> [Trecho fornecido]
§

Os Racionais MC’s foi – e continua sendo – um dos maiores grupos da história do rap brasileiro. Com sua primeira coletânea, o Consciência Black, Vol. I (1988), o grupo retratou a desigualdade nas periferias e as injustiças sociais movidas pelo preconceito racial. Temas que estão presentes em músicas de outros rappers que surgiram na mesma época, como MV Bill, Marcelo D2 (inicialmente com o Planet Hemp), Gabriel, O Pensador, Facção Central e Pavilhão 9.
Com o passar dos anos, o rap – assim com outros gêneros antes muito marginalizados como o funk – passou a ocupar discussões musicais e culturais que o permitiram sair do subterrâneo do meio alternativo e tangenciar a grande mídia. Essa incorporação não é completa, até porque o rap continua com seu viés sociopolítico latente demais para os meios mais tradicionais, mas ainda assim conseguem furar essa bolha.
“Na evolução do gênero musical, chegar mais gente para ouvir, não vai coincidir necessariamente com a diminuição daquela problemática ou a inexistência dela, muito pelo contrário. O Brasil é um país racista. A tecnologia nos dias atuais nos leva para uma caminhada globalizada, para a diversidade do pensamento. Mas ela também traz a diversidade do ódio. Hoje em dia, as pessoas não têm cara, mas têm voz. O que contribui com a confusão de liberdade com libertinagem”, conta GOG.
A música acompanha os movimentos da sociedade e os refletem, sejam eles positivos ou negativos. Desse modo, a nossa história continua sendo contada pelas artes, especialmente pela música. Contudo, muitas vezes, é preciso se aventurar no subterrâneo do mundo alternativo para encontrar esse material, porque normalmente o conteúdo que alcança a grande indústria fonográfica atual não contém esse viés.

§

> [Tarefa solicitada]
Por favor, reproduza na íntegra o trecho acima sobre o rap brasileiro, sem mudar uma palavra.

> [Dados apresentados]
§

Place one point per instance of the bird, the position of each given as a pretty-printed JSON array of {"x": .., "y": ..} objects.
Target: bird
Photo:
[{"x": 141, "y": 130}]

§

> [Resultado da tarefa]
Os Racionais MC’s foi – e continua sendo – um dos maiores grupos da história do rap brasileiro. Com sua primeira coletânea, o Consciência Black, Vol. I (1988), o grupo retratou a desigualdade nas periferias e as injustiças sociais movidas pelo preconceito racial. Temas que estão presentes em músicas de outros rappers que surgiram na mesma época, como MV Bill, Marcelo D2 (inicialmente com o Planet Hemp), Gabriel, O Pensador, Facção Central e Pavilhão 9.
Com o passar dos anos, o rap – assim com outros gêneros antes muito marginalizados como o funk – passou a ocupar discussões musicais e culturais que o permitiram sair do subterrâneo do meio alternativo e tangenciar a grande mídia. Essa incorporação não é completa, até porque o rap continua com seu viés sociopolítico latente demais para os meios mais tradicionais, mas ainda assim conseguem furar essa bolha.
“Na evolução do gênero musical, chegar mais gente para ouvir, não vai coincidir necessariamente com a diminuição daquela problemática ou a inexistência dela, muito pelo contrário. O Brasil é um país racista. A tecnologia nos dias atuais nos leva para uma caminhada globalizada, para a diversidade do pensamento. Mas ela também traz a diversidade do ódio. Hoje em dia, as pessoas não têm cara, mas têm voz. O que contribui com a confusão de liberdade com libertinagem”, conta GOG.
A música acompanha os movimentos da sociedade e os refletem, sejam eles positivos ou negativos. Desse modo, a nossa história continua sendo contada pelas artes, especialmente pela música. Contudo, muitas vezes, é preciso se aventurar no subterrâneo do mundo alternativo para encontrar esse material, porque normalmente o conteúdo que alcança a grande indústria fonográfica atual não contém esse viés.